Exercise directions:
Return each line of the records below in which the string "bird" turns up.

Available data:
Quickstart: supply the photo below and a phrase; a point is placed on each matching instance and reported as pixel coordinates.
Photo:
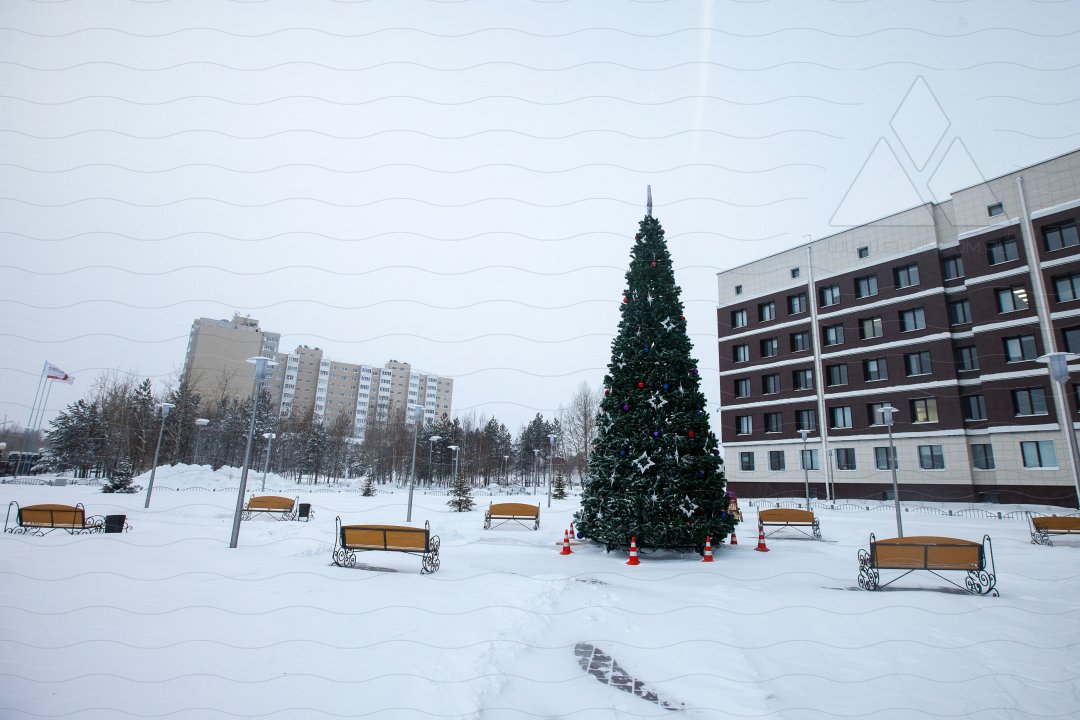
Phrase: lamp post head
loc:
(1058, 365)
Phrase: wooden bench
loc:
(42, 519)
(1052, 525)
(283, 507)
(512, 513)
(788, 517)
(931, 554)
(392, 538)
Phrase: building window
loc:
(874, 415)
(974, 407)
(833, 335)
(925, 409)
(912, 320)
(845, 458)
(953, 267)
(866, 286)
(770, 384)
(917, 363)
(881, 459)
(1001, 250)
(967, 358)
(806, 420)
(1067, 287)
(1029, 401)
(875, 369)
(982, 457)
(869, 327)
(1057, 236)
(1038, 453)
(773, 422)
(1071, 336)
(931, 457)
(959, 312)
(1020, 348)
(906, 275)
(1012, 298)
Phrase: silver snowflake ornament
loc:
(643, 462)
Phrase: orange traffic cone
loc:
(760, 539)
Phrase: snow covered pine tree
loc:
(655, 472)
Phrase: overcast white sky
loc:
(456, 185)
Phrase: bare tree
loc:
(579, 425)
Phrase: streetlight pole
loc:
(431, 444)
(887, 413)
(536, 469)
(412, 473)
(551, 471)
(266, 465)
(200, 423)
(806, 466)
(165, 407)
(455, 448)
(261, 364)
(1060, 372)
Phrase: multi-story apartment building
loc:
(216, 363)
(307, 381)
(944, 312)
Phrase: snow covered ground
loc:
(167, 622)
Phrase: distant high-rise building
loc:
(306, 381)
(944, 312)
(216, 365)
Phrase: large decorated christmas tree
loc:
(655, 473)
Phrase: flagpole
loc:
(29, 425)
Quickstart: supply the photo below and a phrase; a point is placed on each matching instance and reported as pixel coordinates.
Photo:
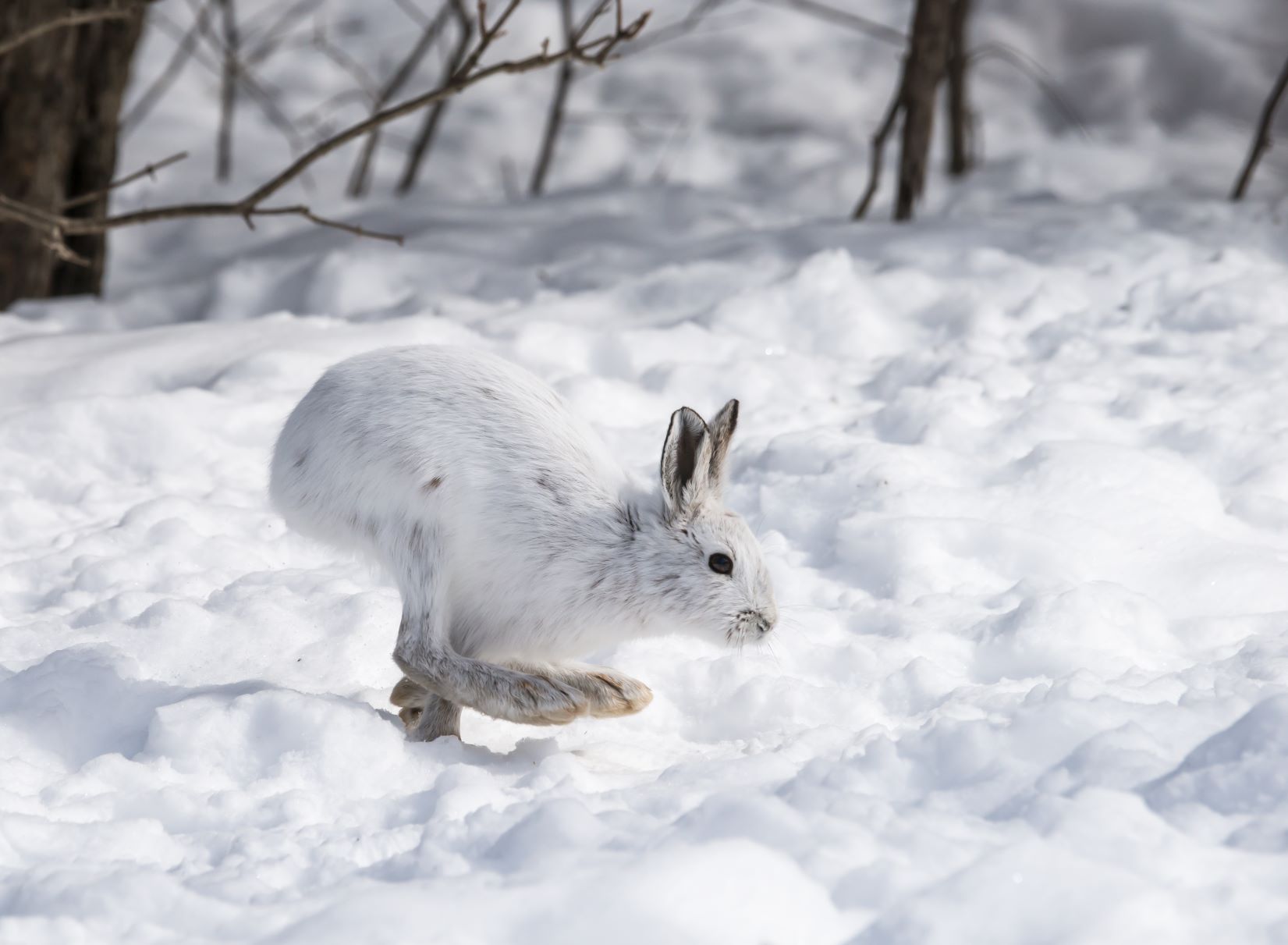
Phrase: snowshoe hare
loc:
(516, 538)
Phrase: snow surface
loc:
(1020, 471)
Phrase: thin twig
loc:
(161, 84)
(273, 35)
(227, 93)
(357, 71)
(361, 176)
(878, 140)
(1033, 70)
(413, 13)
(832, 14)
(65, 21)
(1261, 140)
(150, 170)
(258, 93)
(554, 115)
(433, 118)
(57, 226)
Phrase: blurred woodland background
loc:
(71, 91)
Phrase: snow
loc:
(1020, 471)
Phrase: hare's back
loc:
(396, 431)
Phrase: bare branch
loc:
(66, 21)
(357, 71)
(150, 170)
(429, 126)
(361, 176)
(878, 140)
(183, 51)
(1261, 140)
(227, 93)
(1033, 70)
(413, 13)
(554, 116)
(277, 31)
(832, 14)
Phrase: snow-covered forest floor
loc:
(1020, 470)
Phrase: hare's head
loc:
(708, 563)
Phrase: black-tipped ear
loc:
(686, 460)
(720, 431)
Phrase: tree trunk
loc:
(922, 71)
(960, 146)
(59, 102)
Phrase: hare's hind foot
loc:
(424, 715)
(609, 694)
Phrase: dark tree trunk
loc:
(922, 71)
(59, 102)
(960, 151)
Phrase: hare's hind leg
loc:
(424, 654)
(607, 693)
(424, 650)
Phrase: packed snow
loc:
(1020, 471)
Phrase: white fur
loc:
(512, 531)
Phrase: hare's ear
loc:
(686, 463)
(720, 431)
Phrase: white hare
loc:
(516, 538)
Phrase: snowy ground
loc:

...

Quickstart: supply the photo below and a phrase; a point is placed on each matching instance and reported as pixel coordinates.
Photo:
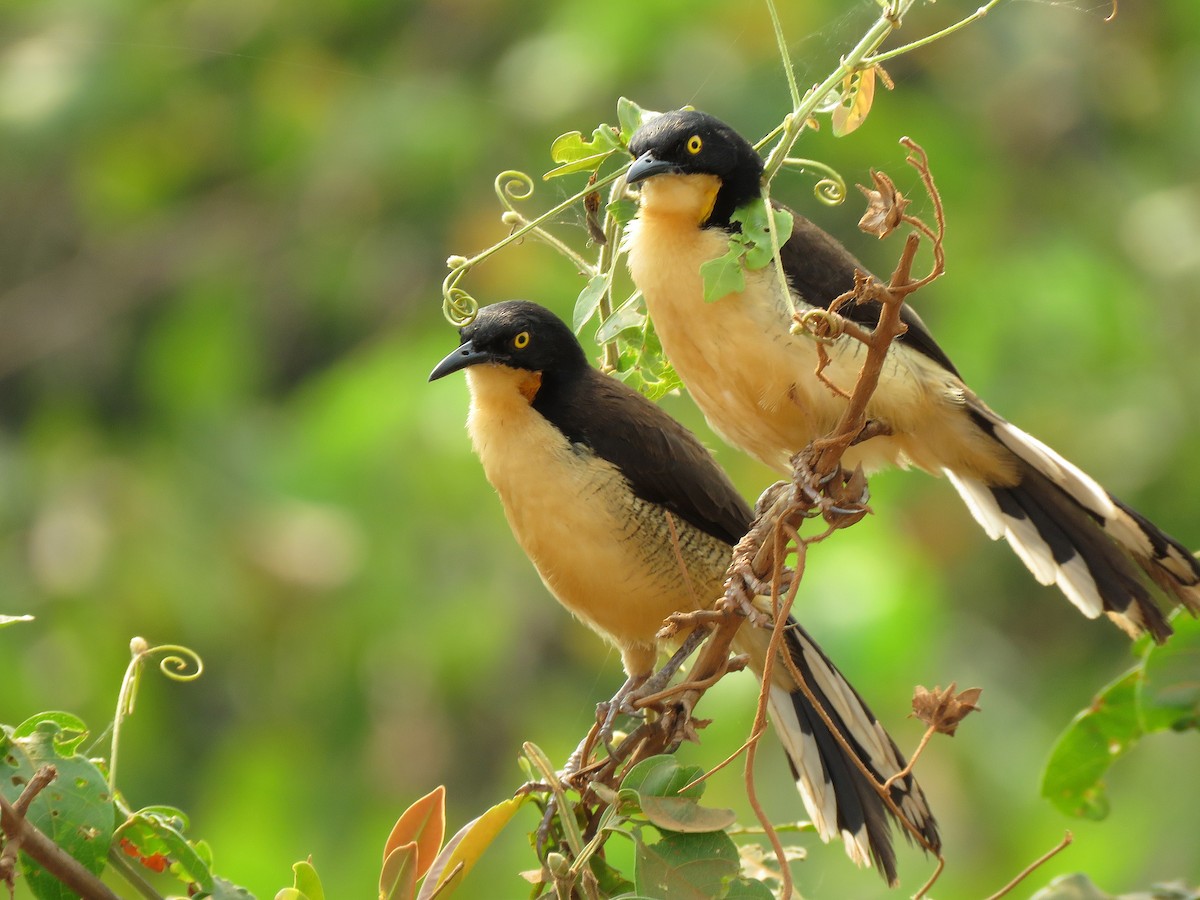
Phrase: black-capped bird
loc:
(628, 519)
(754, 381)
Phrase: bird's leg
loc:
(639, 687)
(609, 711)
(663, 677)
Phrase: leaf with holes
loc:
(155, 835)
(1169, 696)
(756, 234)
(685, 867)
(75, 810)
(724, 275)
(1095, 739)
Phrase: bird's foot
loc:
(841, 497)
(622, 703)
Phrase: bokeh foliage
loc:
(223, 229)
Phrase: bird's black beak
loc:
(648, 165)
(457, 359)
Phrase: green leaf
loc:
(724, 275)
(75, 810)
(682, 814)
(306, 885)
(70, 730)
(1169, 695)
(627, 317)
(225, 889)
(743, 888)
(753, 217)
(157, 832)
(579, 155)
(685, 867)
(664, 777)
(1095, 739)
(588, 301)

Completed task:
Phrase: black-capped bird
Phrase: bird's leg
Phrase: bird's foot
Phrase: bird's black beak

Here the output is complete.